Task details —
Can you copy out the data below with "rough mask" swapped for "coarse mask" everywhere it occurs, leaving everything else unchanged and the pictures out?

Provided data —
>>>

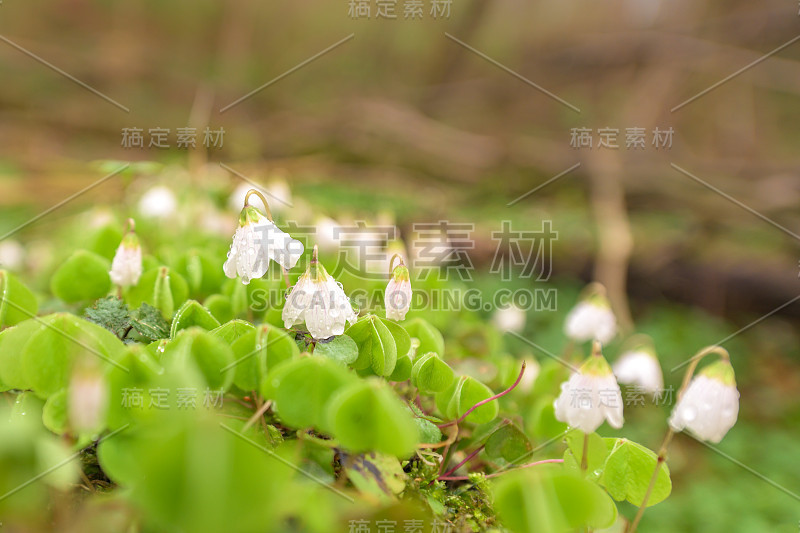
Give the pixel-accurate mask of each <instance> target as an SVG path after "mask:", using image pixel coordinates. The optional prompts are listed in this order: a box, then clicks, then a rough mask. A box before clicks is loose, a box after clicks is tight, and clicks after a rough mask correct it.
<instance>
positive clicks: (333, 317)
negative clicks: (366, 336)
mask: <svg viewBox="0 0 800 533" xmlns="http://www.w3.org/2000/svg"><path fill="white" fill-rule="evenodd" d="M315 248H316V247H315ZM316 255H317V254H316V249H315V250H314V259H313V260H312V262H311V264H310V265H309V266H308V269H306V271H305V273H303V275H302V276H300V279H298V280H297V283H296V284H295V286H294V287H292V291H291V292H290V293H289V296H288V297H287V299H286V305H285V306H284V308H283V313H282V318H283V322H284V325H285V326H286V328H287V329H288V328H291V327H292V326H294V325H296V324H302V323H303V322H305V324H306V327H307V328H308V332H309V333H311V336H312V337H313V338H315V339H327V338H328V337H332V336H334V335H341V334H342V333H344V328H345V324H346V323H348V322H349V323H350V324H353V323H354V322H355V321H356V320H357V319H358V316H357V315H356V312H355V311H353V308H352V306H351V305H350V299H349V298H348V297H347V295H346V294H345V293H344V289H342V286H341V285H340V284H339V283H338V282H337V281H336V280H335V279H333V277H331V276H330V274H328V272H327V271H326V270H325V267H323V266H322V264H320V263H318V262H317V261H316Z"/></svg>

<<<

Output for this task —
Give the pixel-accurate mask of each <instance> target as an SVG path after "mask:", using image pixel coordinates. The optional prompts are listed in this order: a box, then clicks, then a coarse mask. A box before clicks is loose, a box after clicks is tight, and clicks after a coarse mask correct it.
<instance>
positive clicks: (333, 317)
negative clicks: (366, 336)
mask: <svg viewBox="0 0 800 533" xmlns="http://www.w3.org/2000/svg"><path fill="white" fill-rule="evenodd" d="M315 248H316V247H315ZM316 255H317V254H316V249H315V250H314V259H313V260H312V262H311V264H310V265H309V266H308V269H306V271H305V273H303V275H302V276H300V279H298V280H297V283H296V284H295V286H294V287H292V291H291V292H290V293H289V296H288V297H287V299H286V305H285V306H284V308H283V313H282V318H283V322H284V325H285V326H286V328H287V329H288V328H291V327H292V326H294V325H296V324H302V323H303V322H305V324H306V327H307V328H308V332H309V333H311V336H312V337H313V338H315V339H327V338H328V337H332V336H334V335H341V334H342V333H344V328H345V324H346V323H348V322H349V323H350V324H353V323H354V322H355V321H356V320H357V319H358V316H357V315H356V312H355V311H353V308H352V306H351V305H350V299H349V298H348V297H347V295H346V294H345V293H344V289H342V286H341V285H340V284H339V283H338V282H337V281H336V280H335V279H333V277H331V276H330V274H328V272H327V271H326V270H325V267H323V266H322V264H320V263H318V262H317V261H316Z"/></svg>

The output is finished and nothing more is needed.